**Written request**
Please swap "output goes here" for "answer goes here" everywhere it occurs in the entries below, leaving everything else unchanged.

Labeling and segmentation records:
** START **
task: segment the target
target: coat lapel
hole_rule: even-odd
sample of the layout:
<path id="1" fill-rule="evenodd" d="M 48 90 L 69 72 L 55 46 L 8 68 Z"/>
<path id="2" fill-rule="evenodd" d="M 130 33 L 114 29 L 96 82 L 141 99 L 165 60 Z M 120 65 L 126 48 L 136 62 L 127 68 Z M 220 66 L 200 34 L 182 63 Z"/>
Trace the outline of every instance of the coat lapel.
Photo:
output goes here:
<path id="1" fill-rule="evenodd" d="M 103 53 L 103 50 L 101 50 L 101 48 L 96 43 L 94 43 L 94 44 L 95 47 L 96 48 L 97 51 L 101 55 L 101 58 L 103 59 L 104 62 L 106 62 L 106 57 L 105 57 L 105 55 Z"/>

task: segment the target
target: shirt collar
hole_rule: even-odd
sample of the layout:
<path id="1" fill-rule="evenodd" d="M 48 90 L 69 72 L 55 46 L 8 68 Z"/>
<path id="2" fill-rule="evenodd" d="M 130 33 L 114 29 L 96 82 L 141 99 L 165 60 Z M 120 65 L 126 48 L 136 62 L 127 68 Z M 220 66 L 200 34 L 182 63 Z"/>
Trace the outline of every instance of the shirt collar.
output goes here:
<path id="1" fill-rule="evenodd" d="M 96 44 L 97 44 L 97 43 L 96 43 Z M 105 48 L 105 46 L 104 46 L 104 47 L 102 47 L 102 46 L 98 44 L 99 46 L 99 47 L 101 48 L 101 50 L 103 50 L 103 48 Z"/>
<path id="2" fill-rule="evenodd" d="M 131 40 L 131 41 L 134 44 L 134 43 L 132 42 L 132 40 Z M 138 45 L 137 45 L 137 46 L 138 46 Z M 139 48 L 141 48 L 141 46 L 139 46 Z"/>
** END **
**Response to the exercise**
task: segment the target
target: coat lapel
hole_rule: even-odd
sample of the layout:
<path id="1" fill-rule="evenodd" d="M 48 90 L 69 72 L 55 46 L 8 68 Z"/>
<path id="2" fill-rule="evenodd" d="M 130 33 L 114 29 L 96 82 L 141 99 L 165 60 Z M 120 65 L 126 48 L 136 62 L 127 68 Z M 220 66 L 200 34 L 182 63 Z"/>
Trace the outline of every instance of the coat lapel.
Photo:
answer goes here:
<path id="1" fill-rule="evenodd" d="M 103 53 L 103 50 L 101 50 L 101 48 L 96 43 L 94 43 L 94 44 L 95 47 L 96 48 L 97 51 L 101 55 L 101 58 L 103 59 L 104 62 L 106 62 L 106 57 L 105 57 L 105 55 Z"/>

task: segment the target
target: shirt collar
hole_rule: even-odd
sample of the layout:
<path id="1" fill-rule="evenodd" d="M 48 90 L 69 72 L 55 46 L 8 68 Z"/>
<path id="2" fill-rule="evenodd" d="M 130 33 L 114 29 L 96 82 L 141 99 L 165 60 Z M 120 65 L 126 48 L 136 62 L 127 68 Z M 220 66 L 200 34 L 182 63 Z"/>
Trace the outline of every instance of the shirt collar.
answer goes here:
<path id="1" fill-rule="evenodd" d="M 96 44 L 97 44 L 97 43 L 96 43 Z M 105 48 L 105 46 L 104 46 L 104 47 L 102 47 L 102 46 L 98 44 L 99 46 L 99 47 L 101 48 L 101 50 L 103 50 L 103 48 Z"/>
<path id="2" fill-rule="evenodd" d="M 131 40 L 131 41 L 134 44 L 134 43 L 132 42 L 132 40 Z M 138 45 L 137 45 L 137 46 L 138 46 Z M 139 48 L 141 48 L 141 46 L 139 46 Z"/>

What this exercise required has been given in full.